→ **The data**:

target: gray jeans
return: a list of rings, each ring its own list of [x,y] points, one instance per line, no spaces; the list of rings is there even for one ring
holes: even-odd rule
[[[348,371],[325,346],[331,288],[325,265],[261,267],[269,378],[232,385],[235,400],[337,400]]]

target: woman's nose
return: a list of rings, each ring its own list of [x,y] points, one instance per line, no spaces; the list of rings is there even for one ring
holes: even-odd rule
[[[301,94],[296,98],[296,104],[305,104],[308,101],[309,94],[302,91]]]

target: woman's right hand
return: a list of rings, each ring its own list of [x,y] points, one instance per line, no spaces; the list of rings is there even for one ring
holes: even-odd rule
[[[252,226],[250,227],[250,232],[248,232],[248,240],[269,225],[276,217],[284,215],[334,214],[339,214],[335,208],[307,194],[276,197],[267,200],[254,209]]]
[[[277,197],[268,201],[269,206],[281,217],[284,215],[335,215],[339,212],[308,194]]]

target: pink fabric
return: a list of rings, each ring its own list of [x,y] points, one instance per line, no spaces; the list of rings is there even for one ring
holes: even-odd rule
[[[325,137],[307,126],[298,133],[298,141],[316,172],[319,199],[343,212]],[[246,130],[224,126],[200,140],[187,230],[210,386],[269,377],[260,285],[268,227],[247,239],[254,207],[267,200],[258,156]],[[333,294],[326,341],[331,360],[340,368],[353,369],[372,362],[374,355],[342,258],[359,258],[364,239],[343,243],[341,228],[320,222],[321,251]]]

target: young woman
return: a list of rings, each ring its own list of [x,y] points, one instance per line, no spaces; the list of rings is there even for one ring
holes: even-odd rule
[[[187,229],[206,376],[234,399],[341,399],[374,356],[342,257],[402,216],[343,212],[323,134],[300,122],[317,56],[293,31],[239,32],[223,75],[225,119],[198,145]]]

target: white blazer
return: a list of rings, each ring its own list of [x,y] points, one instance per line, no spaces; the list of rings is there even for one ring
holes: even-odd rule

→ **About this task**: Now write the data shown above out again, word for word.

→ **Response**:
target: gray jeans
return: a list of rings, each ring its own list of [x,y] points, one instance per line, no spaces; the list of rings is there even for one ring
holes: even-odd rule
[[[348,371],[325,346],[331,288],[325,265],[261,267],[269,378],[232,385],[235,400],[337,400]]]

target: woman's nose
return: a list of rings, each ring its own list of [x,y] points, one instance per line, no spaces; the list of rings is there even for one ring
holes: even-odd rule
[[[301,94],[296,98],[296,104],[305,104],[308,101],[309,94],[302,91]]]

target: woman's right hand
return: a list of rings, each ring its own list of [x,y] points, one instance per line, no spaces; the list of rings is there even for one ring
holes: even-odd rule
[[[252,226],[250,227],[250,232],[248,232],[248,240],[269,225],[276,217],[284,215],[334,214],[339,214],[335,208],[307,194],[276,197],[267,200],[254,209]]]
[[[277,197],[268,201],[269,206],[281,217],[284,215],[335,215],[339,212],[308,194]]]

target: pink fabric
return: a list of rings, each ring its own list of [x,y] points, one instance per line, no spaces; the list of rings is there even for one ring
holes: even-odd rule
[[[325,137],[307,126],[298,133],[298,141],[316,172],[319,199],[343,212]],[[246,130],[224,126],[200,140],[187,230],[210,386],[269,377],[260,285],[268,227],[247,239],[254,207],[267,200],[258,156]],[[333,294],[326,341],[331,360],[340,368],[353,369],[372,362],[374,355],[342,258],[359,258],[364,239],[343,243],[341,228],[320,222],[321,251]]]

target: young woman
return: a list of rings, each ring its own list of [x,y] points, one instance per line, no spaces; the list of rings is there even for one ring
holes: even-odd rule
[[[187,229],[206,376],[234,399],[341,399],[374,356],[342,257],[402,216],[343,212],[323,134],[300,122],[317,56],[293,31],[239,32],[223,75],[225,119],[198,145]]]

target: white blazer
return: a list of rings, each ring its own list of [x,y] points, one instance per line, no spaces; the list of rings is there even for one ring
holes: even-odd rule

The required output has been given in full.